> Text under study:
☆ ☆ ☆ ☆ ☆
Still, as dealmakers look ahead to 2026, several critical questions linger: Which food and beverage categories are most ripe for M&A? How will the middle-market and start-up ecosystem fare? How will various macroeconomic factors impact deal activity and valuations?


Here are four key trends to watch.


  1. Deeper diligence in middle-market transactions


As of 18 September 2025, more than 95% of this year’s M&A deals in the food sector were for less than $100 million in enterprise value or greater than $250 million. This means less activity in the middle-market as deals in that range have generally seen longer deal timelines and more robust due diligence.


Should M&A activity in the middle-market continue to lag, a 'flight to quality' could persist where highly sought after targets attain robust valuations while less desirable ones may find difficulty exiting. Economic softness in the middle-market could also result in deal structures with more contingent consideration and rigorous diligence periods.


On the latter front, new technologies will have an increasing role: with troves of available data at their fingertips, both buyers and sellers can perform extensive analytics during diligence that can impact the negotiation process, pricing mechanisms, and overall deal structure.



  1. Expect an uptick in entrepreneurialism


While the difficult fundraising environment will continue to present challenges for early-stage food and beverage companies, downturns in the employment market often lead to upticks in entrepreneurship as those who lose their jobs look to start new companies or ventures.


The rise in ecommerce could support this trend, creating an environment where it is easier for early-stage companies to enter the market with less capital investment. This ease of entry has driven greater competition in certain segments, as well as an increase in purchase and sale transactions.


  1. Hot categories: BFY, alternative beverages, branded companies


Amid mounting regulatory pressures and ongoing shifts in U.S. consumer preferences, 2025 BFY deal activity comprised more than a quarter of total sector deal volume through mid-September – the highest percentage since 2019. The trend encompasses the alternative beverages category, too, and we should expect ongoing activity related to alternatives to alcoholic beverages. Branded products, particularly those geared towards a health-conscious consumer (eg. protein-related products), are likely to drive dealmaking in 2026.
☆ ☆ ☆ ☆ ☆
> Data records:
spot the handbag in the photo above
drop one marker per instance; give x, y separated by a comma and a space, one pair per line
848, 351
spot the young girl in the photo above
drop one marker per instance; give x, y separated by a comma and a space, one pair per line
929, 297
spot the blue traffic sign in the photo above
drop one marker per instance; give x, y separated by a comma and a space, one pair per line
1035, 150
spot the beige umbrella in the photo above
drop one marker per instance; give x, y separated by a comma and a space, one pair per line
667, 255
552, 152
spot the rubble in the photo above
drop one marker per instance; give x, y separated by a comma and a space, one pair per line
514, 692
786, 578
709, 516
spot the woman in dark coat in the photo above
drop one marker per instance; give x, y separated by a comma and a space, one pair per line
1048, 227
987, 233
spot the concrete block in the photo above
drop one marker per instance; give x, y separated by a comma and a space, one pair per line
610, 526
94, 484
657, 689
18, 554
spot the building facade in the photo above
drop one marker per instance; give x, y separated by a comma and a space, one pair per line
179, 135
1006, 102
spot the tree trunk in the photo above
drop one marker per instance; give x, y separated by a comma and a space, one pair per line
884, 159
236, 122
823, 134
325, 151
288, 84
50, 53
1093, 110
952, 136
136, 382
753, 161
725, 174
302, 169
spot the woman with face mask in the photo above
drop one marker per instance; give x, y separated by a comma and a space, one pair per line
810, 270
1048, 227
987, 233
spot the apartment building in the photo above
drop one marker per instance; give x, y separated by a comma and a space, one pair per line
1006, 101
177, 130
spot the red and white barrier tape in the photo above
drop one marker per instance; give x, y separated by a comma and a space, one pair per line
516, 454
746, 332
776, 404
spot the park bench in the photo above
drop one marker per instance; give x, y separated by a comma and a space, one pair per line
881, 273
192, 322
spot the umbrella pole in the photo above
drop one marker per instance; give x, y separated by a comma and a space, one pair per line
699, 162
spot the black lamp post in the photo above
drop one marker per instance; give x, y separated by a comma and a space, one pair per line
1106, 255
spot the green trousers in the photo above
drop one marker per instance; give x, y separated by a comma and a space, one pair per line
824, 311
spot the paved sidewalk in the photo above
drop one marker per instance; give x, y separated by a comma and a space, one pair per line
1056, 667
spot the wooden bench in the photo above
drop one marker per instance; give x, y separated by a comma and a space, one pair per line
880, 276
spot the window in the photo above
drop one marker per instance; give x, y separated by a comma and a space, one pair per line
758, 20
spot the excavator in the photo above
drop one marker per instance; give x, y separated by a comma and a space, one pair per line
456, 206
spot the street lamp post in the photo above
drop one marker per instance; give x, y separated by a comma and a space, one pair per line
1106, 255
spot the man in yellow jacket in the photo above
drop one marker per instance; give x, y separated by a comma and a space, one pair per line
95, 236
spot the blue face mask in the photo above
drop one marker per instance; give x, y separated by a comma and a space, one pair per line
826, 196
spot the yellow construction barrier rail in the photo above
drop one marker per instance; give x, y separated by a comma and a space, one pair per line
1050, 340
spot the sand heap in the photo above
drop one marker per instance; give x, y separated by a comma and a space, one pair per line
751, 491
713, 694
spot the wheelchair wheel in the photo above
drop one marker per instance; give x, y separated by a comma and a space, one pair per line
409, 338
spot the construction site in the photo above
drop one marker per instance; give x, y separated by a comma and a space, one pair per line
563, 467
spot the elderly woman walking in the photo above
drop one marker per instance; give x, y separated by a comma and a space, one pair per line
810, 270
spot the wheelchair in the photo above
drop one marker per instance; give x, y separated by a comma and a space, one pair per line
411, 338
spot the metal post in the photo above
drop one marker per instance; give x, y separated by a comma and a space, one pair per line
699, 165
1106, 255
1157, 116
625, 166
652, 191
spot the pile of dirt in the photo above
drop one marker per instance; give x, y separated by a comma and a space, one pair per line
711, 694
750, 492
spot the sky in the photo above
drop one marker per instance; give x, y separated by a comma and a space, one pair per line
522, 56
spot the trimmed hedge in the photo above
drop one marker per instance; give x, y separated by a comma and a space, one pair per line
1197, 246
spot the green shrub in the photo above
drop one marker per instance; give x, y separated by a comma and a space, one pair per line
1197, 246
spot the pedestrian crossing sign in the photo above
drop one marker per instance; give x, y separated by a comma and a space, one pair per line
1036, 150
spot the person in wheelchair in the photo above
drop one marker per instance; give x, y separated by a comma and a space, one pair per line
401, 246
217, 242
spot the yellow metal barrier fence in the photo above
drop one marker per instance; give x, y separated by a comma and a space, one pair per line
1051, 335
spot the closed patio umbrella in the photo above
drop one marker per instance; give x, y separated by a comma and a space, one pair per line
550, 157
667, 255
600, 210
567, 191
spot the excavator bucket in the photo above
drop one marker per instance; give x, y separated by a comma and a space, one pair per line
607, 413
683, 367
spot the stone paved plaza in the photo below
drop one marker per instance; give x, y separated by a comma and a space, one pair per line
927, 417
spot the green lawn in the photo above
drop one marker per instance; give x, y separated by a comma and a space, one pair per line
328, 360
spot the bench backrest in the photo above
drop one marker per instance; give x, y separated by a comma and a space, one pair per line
☆ ☆ ☆ ☆ ☆
> Task requirements:
**1.** Reproduce the food and beverage deal outlook word for word, beginning at the words "Amid mounting regulatory" and stopping after "dealmaking in 2026.".
**2.** Do these statements agree with the food and beverage deal outlook? For each one, answer yes or no and quote the words from the outlook that settle it.
(a) As of 18 September 2025, more than 95% of the year's food sector M&A deals were below $100 million or above $250 million in enterprise value.
(b) BFY deals made up their highest share of sector deal volume since 2015.
(c) The rise in ecommerce means early-stage companies need more capital to enter the market.
**3.** Continue the food and beverage deal outlook from the point where it stops.
The data is separate material from the food and beverage deal outlook.

> Results for each task:
**1.**
Amid mounting regulatory pressures and ongoing shifts in U.S. consumer preferences, 2025 BFY deal activity comprised more than a quarter of total sector deal volume through mid-September – the highest percentage since 2019. The trend encompasses the alternative beverages category, too, and we should expect ongoing activity related to alternatives to alcoholic beverages. Branded products, particularly those geared towards a health-conscious consumer (eg. protein-related products), are likely to drive dealmaking in 2026.

**2.**
(a) Yes: "more than 95% of this year’s M&A deals in the food sector were for less than $100 million in enterprise value or greater than $250 million"
(b) No: "the highest percentage since 2019"
(c) No: "easier for early-stage companies to enter the market with less capital investment"

**3.**
Zooming out, the BFY trend has interesting implications for big companies in the food industry. In the US in particular, many prominent players have long executed a buy versus build strategy: taking emerging products or brands and expanding them through their vast distribution networks while consolidating production and other costs.


However, the move towards fresh, healthy and non-processed foods creates challenges for those efforts given the focus on locally grown products and high transportation costs. As a result, we may see some choppiness in large food companies buying early-stage businesses in the year to come.



  1. Valuations hang in the balance, particularly for growth companies


Valuations in the sector have been tricky to track amid the volatility in 2025. At the more expensive end of the deal spectrum, where activity is robust, valuations are still high. At the lower end of the market, valuation concerns have pressured sellers to adjust their expectations to get deals done.


Looking ahead, general economic pessimism and lower growth rates will fight against declining interest rates and vast amounts of private equity dry powder – the former will push prices down, while the latter will keep them up – in defining the 2026 deal market. As of now, we should expect that more established companies will command more fulsome valuations while the outlook for growth companies will remain less certain.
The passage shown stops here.